● **Aufgaben**:
**A)** Beantworte anhand des Textauszugs über die Modenschau jede Frage in einer eigenen Zeile:
(i) Von Studierenden welcher Einrichtung stammte die Modekollektion?
(ii) Mit welchem Designer wurde die Kollektion entworfen?
(iii) Wer äußerte sich zur Erinnerung an die von der Verfolgung betroffenen Menschen?
**B)** Nenne bitte alle Eigenschaften, mit denen der Textauszug den Austausch beschreibt, für den die Kleidungskombinationen als Symbol dienten.
**C)** Warum ist laut Textauszug das Wissen um die Geschichte essenziell? Antworte in ein bis zwei Sätzen.

● **Textauszug**:
○ ○ ○ ○ ○ ○ ○

Highlight des Abends war eine Modenschau von Studierenden der Bezalel Academy of Arts and Design Jerusalem, die eigens für diesen Anlass zusammen mit dem Berliner Designer Michael Sonntag eine Modekollektion entworfen hatten.
Die präsentierten Kleidungskombinationen sollten den thematischen Gedanken der Ausstellung aufgreifen und dienten gleichzeitig als Symbol der heutigen Zusammenarbeit – eines interdisziplinären, internationalen sowie interkulturellen Austausches. »Wir wollen zum einen an die Menschen erinnern, die von der Verfolgung betroffen waren, aber wir wollen natürlich auch ein Zeichen setzen, dass so etwas nie wieder passiert«, sagte Bundesjustizministerin Barley. Das Wissen um die Geschichte sei essenziell, um die Sinne dafür zu schärfen, wenn Menschenrechte und Rechtsstaatlichkeit auch in der heutigen Zeit wieder in Gefahr sind.

○ ○ ○ ○ ○ ○ ○

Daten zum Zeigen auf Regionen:

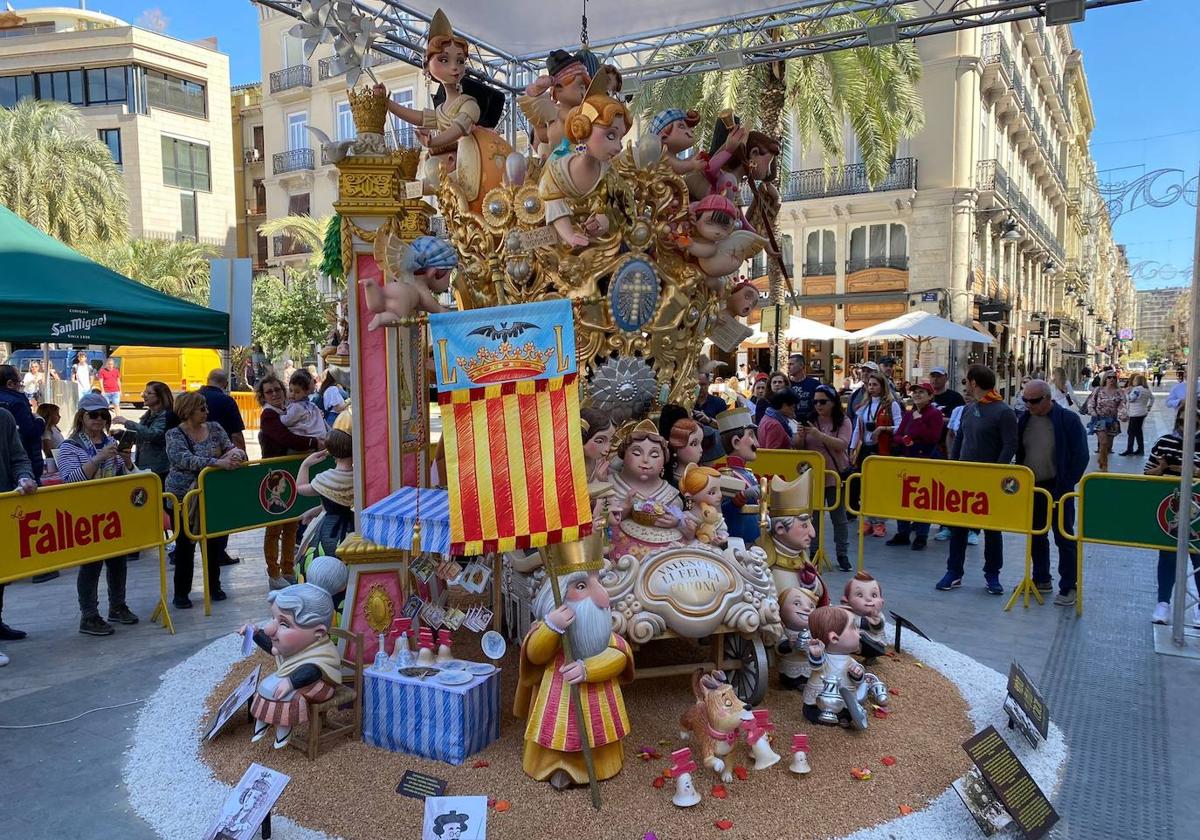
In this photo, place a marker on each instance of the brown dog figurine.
(714, 720)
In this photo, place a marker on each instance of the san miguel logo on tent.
(277, 491)
(1169, 516)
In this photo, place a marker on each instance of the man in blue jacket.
(1051, 442)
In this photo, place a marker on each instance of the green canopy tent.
(49, 293)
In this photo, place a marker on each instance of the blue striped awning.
(389, 522)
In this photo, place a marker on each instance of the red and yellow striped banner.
(515, 465)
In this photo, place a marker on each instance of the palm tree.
(873, 89)
(311, 232)
(179, 268)
(57, 175)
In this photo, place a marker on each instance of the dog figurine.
(714, 720)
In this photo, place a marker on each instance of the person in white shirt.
(1139, 400)
(82, 373)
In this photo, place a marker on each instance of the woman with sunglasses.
(829, 432)
(87, 455)
(877, 418)
(193, 445)
(1104, 405)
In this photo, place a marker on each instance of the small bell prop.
(685, 795)
(760, 744)
(799, 765)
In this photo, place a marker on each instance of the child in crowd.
(301, 417)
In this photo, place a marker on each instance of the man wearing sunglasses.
(1051, 442)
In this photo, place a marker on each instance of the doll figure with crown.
(645, 505)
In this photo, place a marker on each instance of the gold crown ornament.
(369, 109)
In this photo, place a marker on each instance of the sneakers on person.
(11, 635)
(949, 581)
(121, 615)
(95, 625)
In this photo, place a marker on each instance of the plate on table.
(454, 677)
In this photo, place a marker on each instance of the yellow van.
(181, 369)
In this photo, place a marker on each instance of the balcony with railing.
(294, 160)
(291, 78)
(328, 70)
(847, 180)
(289, 246)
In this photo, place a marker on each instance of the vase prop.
(759, 741)
(685, 795)
(799, 765)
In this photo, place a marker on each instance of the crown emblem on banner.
(507, 363)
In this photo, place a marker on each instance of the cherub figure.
(427, 264)
(715, 243)
(599, 124)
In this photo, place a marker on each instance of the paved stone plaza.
(1126, 712)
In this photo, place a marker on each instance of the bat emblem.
(503, 331)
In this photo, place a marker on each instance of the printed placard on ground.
(1137, 510)
(249, 804)
(1029, 701)
(420, 785)
(1012, 781)
(239, 697)
(73, 523)
(256, 495)
(990, 496)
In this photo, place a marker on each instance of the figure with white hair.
(601, 661)
(310, 669)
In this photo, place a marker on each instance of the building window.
(189, 221)
(874, 246)
(173, 93)
(402, 132)
(345, 120)
(820, 253)
(185, 165)
(298, 131)
(112, 138)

○ ○ ○ ○ ○ ○ ○

● **Lösungen je Aufgabe**:
**A)**
(i) Von Studierenden der Bezalel Academy of Arts and Design Jerusalem.
(ii) Mit dem Berliner Designer Michael Sonntag.
(iii) Bundesjustizministerin Barley.

**B)** interdisziplinär, international, interkulturell

**C)** Das Wissen um die Geschichte ist essenziell, um die Sinne dafür zu schärfen, wenn Menschenrechte und Rechtsstaatlichkeit auch heute wieder in Gefahr sind.